**Written request:**
Find each line in the data below that contains the word "bookcase", and copy those lines out in full.
* Start *
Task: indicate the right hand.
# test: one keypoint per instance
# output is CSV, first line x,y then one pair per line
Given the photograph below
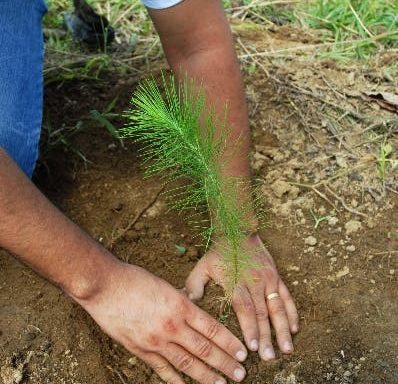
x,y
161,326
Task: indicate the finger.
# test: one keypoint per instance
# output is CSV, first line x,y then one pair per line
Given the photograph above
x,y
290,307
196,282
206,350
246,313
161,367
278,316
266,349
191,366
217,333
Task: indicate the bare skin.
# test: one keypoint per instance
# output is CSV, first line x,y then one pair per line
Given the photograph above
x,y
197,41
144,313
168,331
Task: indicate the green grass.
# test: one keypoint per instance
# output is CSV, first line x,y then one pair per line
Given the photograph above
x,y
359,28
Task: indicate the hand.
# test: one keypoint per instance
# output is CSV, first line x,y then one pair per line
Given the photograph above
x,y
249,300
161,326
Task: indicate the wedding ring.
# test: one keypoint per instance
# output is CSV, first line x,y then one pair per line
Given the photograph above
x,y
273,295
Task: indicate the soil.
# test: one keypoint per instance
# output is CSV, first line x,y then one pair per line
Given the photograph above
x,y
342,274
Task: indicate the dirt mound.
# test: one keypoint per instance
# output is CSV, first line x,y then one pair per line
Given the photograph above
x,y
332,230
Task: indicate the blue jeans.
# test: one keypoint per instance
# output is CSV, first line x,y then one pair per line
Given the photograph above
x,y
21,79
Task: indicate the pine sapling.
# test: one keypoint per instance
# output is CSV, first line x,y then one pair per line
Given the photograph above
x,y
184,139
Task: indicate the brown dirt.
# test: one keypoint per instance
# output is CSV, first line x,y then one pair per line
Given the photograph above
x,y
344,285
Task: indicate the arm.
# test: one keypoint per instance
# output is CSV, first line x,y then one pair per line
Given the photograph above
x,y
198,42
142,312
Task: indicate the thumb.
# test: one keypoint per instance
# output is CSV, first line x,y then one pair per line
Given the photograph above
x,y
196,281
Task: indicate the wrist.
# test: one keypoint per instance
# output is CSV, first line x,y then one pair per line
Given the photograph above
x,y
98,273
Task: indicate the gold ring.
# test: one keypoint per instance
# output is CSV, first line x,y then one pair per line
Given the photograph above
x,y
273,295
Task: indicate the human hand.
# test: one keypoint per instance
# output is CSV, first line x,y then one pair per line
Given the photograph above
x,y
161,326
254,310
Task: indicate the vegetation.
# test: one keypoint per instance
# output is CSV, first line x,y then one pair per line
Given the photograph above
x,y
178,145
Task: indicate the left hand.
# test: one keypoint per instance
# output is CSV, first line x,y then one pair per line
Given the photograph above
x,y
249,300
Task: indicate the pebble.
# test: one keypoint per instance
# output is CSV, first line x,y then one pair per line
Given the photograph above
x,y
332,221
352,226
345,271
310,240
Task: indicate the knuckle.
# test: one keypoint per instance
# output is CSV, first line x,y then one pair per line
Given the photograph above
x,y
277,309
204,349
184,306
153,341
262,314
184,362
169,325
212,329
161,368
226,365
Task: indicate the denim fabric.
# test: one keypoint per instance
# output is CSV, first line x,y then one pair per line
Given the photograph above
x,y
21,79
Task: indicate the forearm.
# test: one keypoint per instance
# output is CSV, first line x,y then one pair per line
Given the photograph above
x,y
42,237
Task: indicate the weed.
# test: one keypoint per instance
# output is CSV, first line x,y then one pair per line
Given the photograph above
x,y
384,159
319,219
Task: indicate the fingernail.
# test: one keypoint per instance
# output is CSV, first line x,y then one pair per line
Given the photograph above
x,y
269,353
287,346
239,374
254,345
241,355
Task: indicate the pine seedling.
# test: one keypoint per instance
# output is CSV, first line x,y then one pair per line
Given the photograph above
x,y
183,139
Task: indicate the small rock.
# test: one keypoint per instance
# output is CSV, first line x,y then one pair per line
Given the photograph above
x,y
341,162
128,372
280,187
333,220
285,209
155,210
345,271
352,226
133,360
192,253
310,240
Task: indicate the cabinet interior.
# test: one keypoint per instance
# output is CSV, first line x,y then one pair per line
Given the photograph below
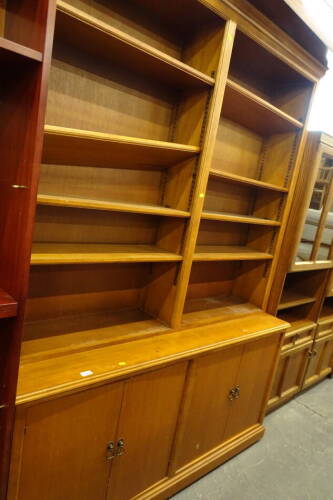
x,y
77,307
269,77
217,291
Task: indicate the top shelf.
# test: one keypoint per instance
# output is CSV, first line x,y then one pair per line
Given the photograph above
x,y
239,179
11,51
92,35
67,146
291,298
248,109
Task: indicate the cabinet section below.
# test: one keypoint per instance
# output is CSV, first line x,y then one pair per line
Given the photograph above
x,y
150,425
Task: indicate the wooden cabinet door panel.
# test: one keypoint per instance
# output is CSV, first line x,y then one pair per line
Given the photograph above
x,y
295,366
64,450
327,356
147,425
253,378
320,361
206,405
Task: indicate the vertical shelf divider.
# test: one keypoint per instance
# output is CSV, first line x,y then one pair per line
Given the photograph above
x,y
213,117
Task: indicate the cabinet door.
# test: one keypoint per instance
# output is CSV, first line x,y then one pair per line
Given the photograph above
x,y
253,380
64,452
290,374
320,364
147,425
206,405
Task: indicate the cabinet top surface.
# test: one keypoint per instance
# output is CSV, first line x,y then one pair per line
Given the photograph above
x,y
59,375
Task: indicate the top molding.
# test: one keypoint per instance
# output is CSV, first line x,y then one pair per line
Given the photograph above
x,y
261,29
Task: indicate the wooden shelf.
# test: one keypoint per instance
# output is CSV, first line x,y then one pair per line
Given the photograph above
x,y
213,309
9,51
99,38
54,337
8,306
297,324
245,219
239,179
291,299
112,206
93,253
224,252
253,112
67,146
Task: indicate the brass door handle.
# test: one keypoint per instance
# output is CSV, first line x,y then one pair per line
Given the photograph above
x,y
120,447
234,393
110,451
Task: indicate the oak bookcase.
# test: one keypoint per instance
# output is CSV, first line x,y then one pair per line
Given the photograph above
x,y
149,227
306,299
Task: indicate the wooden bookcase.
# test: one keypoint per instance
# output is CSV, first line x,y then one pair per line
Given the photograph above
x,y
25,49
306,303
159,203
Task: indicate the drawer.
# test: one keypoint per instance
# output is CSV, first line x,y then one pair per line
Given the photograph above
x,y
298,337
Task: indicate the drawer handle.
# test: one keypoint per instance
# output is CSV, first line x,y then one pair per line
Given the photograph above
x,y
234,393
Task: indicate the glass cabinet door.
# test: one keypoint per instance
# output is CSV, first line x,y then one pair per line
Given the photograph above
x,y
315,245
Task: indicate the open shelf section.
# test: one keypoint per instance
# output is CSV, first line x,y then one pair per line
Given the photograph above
* End *
* Start *
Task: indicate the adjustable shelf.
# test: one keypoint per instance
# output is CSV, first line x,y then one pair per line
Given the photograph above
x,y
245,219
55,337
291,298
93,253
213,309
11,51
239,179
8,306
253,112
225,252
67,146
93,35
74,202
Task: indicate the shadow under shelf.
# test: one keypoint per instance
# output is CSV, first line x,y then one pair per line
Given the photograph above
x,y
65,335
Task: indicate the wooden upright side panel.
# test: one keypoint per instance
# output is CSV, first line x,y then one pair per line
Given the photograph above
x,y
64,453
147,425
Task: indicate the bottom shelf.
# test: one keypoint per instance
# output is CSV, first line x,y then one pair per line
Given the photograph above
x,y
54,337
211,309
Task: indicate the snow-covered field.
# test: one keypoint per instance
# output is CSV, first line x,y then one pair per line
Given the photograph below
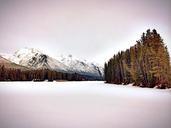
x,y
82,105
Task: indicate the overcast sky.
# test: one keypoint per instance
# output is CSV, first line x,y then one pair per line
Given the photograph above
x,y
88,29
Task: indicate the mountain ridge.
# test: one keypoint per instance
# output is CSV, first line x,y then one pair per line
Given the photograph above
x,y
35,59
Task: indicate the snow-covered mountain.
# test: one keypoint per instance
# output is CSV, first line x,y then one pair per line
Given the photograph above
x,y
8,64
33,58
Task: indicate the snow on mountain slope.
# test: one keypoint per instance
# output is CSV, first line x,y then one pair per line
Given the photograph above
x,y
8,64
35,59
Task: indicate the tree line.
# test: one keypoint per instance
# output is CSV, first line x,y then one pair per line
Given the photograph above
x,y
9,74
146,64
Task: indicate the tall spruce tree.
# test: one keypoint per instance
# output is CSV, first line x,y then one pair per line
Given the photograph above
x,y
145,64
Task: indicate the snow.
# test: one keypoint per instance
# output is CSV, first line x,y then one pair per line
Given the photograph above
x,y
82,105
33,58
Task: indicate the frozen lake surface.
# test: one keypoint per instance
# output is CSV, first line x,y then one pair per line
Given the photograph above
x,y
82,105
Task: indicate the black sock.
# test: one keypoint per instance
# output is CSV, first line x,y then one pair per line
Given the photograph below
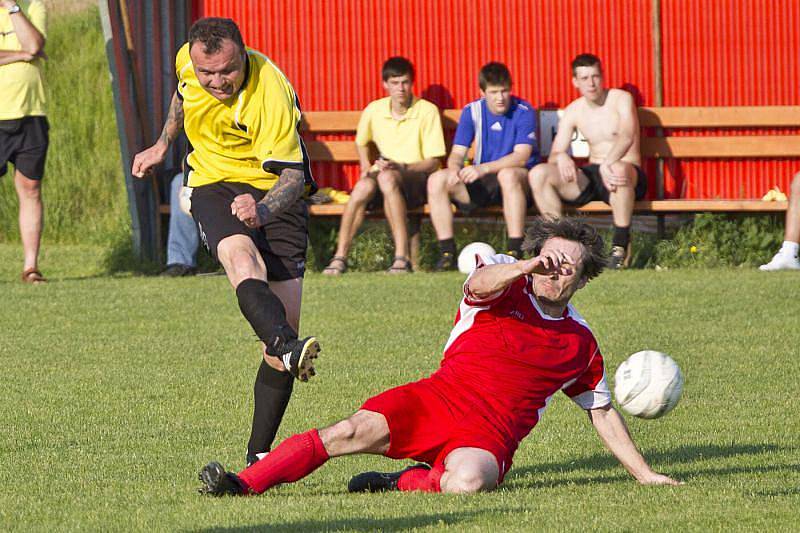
* End *
**Written solution:**
Task: indicate the oak bookcase.
Task: indicate the wooden bookcase.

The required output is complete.